(Photo-based referring expression data)
========================================================================
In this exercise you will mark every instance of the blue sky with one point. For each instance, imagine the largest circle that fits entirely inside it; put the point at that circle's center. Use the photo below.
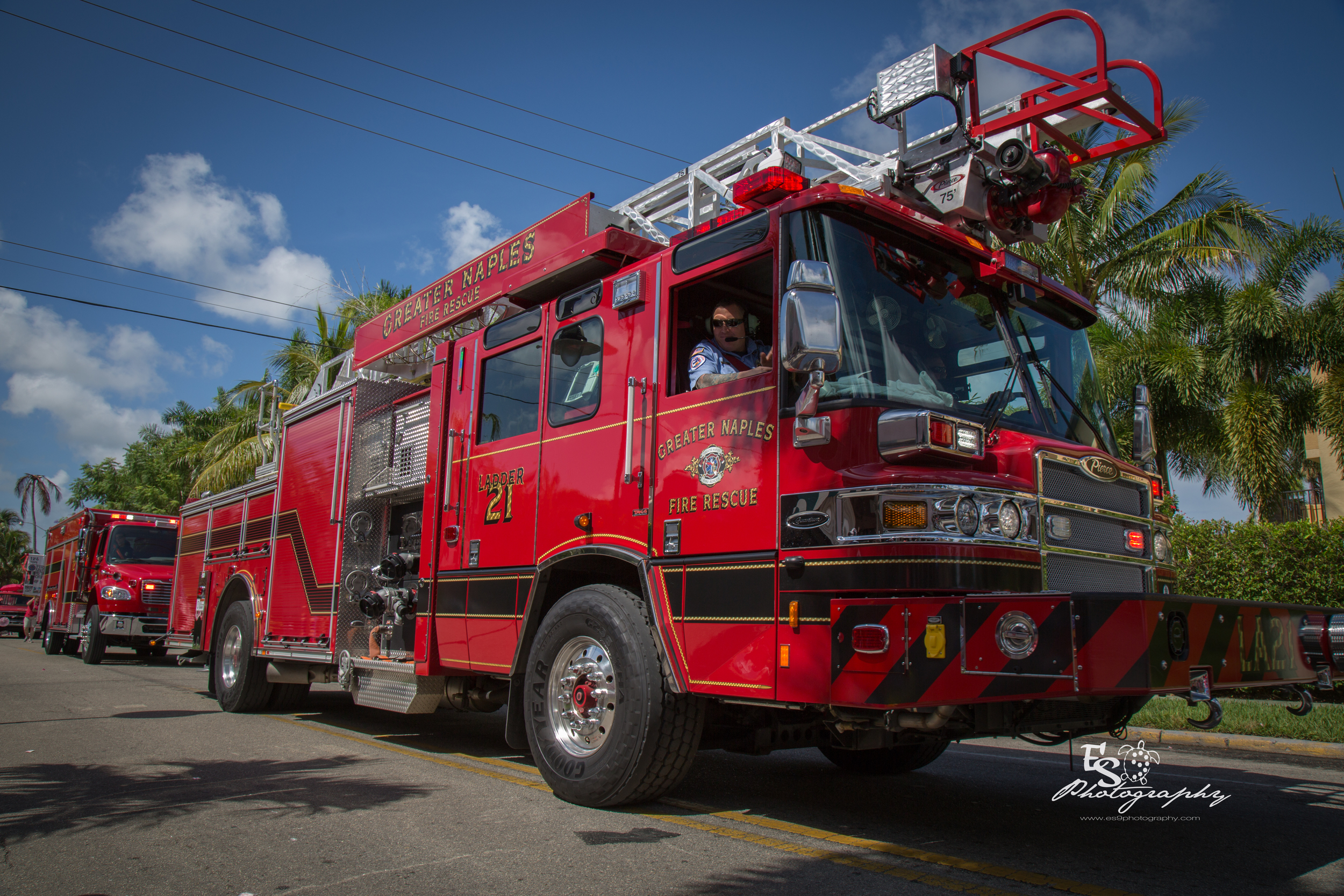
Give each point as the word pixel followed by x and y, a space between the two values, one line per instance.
pixel 115 159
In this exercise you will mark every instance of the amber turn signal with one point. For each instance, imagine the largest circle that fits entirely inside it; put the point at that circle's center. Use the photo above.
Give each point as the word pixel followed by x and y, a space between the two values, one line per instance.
pixel 905 515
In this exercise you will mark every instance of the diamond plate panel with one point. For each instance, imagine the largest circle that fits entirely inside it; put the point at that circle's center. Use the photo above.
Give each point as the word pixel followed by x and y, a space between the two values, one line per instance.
pixel 383 470
pixel 916 76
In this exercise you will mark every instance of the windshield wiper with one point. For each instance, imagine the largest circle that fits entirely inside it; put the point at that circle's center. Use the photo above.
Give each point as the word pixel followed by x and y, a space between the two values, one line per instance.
pixel 1050 378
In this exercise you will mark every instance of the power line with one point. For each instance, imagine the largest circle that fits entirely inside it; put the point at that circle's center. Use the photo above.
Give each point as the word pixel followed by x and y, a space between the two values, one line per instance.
pixel 93 261
pixel 133 311
pixel 363 93
pixel 471 93
pixel 187 299
pixel 288 105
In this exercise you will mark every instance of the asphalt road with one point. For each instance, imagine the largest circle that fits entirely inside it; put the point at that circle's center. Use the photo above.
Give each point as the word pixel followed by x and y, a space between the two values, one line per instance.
pixel 127 779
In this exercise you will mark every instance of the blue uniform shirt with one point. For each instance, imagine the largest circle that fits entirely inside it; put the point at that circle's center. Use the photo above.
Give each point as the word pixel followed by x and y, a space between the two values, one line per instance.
pixel 707 358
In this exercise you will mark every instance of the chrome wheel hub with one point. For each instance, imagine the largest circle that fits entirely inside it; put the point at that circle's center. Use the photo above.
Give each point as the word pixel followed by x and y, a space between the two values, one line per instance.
pixel 581 693
pixel 232 657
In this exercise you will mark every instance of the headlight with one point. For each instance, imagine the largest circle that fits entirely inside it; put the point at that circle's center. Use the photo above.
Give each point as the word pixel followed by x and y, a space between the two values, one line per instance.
pixel 1162 547
pixel 968 516
pixel 1017 634
pixel 1010 520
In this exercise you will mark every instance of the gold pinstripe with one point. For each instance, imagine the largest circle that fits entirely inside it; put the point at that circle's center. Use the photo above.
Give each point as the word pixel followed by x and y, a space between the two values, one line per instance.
pixel 716 401
pixel 732 684
pixel 740 566
pixel 1018 564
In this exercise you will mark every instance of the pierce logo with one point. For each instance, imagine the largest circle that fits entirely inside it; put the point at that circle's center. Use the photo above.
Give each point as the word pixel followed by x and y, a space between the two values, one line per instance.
pixel 1100 468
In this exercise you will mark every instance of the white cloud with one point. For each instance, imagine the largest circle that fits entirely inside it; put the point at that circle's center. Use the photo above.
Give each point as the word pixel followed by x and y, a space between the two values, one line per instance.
pixel 58 367
pixel 469 232
pixel 187 224
pixel 1146 30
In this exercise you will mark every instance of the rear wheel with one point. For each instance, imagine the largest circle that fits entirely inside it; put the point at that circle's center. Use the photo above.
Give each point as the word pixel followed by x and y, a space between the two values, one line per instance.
pixel 604 726
pixel 93 645
pixel 240 679
pixel 891 761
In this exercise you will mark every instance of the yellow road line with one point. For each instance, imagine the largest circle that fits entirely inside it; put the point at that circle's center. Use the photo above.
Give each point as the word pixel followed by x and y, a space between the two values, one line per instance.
pixel 803 830
pixel 832 856
pixel 907 852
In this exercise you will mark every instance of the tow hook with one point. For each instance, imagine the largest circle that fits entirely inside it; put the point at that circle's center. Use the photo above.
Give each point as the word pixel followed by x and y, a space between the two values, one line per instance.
pixel 1304 700
pixel 1216 715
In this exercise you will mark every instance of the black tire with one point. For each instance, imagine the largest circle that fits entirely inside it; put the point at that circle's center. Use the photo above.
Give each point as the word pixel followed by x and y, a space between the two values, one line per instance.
pixel 654 733
pixel 240 677
pixel 93 648
pixel 891 761
pixel 288 698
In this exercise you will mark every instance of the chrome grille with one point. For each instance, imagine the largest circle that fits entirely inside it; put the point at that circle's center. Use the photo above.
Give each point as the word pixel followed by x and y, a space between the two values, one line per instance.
pixel 1069 572
pixel 1101 534
pixel 1066 483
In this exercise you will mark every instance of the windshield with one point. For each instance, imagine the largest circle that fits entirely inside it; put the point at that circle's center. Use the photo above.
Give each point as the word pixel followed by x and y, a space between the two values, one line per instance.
pixel 141 544
pixel 920 329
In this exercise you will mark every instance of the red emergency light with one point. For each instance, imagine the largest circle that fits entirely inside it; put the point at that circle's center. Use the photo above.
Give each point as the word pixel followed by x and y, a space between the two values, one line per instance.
pixel 768 186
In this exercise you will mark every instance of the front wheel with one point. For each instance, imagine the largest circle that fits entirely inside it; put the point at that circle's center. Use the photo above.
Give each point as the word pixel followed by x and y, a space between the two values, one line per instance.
pixel 603 725
pixel 93 645
pixel 240 679
pixel 890 761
========================================================================
INSTRUCTIONS TO FOLLOW>
Go line by line through the data, copying each one that contains the word "blue".

TASK RESPONSE>
In this exercise you will mark every instance of the blue sky with one point. For each instance, imagine the largest circle that fits entirely inside it; put the point at that circle's center. Use the photo below.
In this exercise you will mark every instance of the blue uniform shirt with one point. For each instance, imagine the largest circle that fits entirely inside it; put the point at that circle's center. Use the photo above.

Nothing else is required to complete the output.